▶ [What is needed]: Based on the Terraform with GCP lesson, explain in one to three sentences why GCP uses a dual-provider setup.

Start of Source excerpt

Terraform Lesson 33 – Terraform with GCP | Dataplexa
Section III · Lesson 33

Terraform with GCP

Google Cloud introduces a third resource model — project-based scoping, service accounts for identity, IAM bindings as first-class resources, and a dual-provider setup where new features land in google-beta before graduating to google. This lesson covers GCP from authentication through the resource patterns you will use in every real GCP deployment.

This lesson covers

How GCP differs from AWS and Azure → GCP provider authentication → Enabling APIs — the required first step → GCP networking — global VPCs → GCP IAM bindings vs members → Key GCP resource patterns → The google-beta provider

How GCP Differs from AWS and Azure

Concept AWS Azure GCP
Resource scope Account Subscription + Resource Group Project
CI/CD identity IAM Role Service Principal / Managed Identity Service Account
Private network VPC (regional) VNet (regional) VPC (global — spans all regions)

End of Source excerpt
Start of Source material

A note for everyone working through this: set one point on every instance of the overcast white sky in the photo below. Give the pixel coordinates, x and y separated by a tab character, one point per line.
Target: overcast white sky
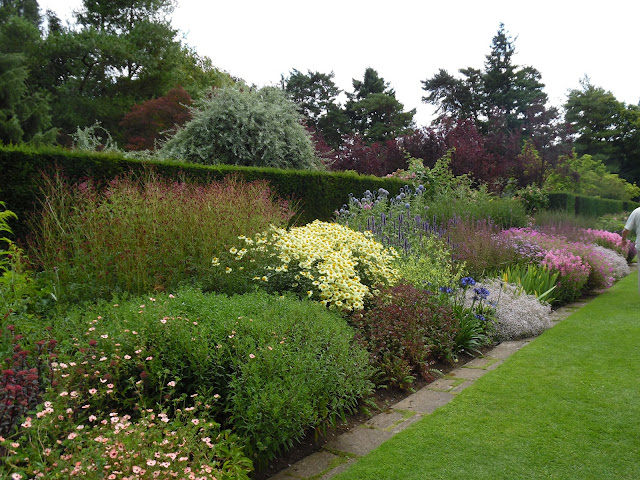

End of Source material

▶ [Task answer]: New features land first in the google-beta provider and later graduate to the google provider. The two providers therefore exist side by side.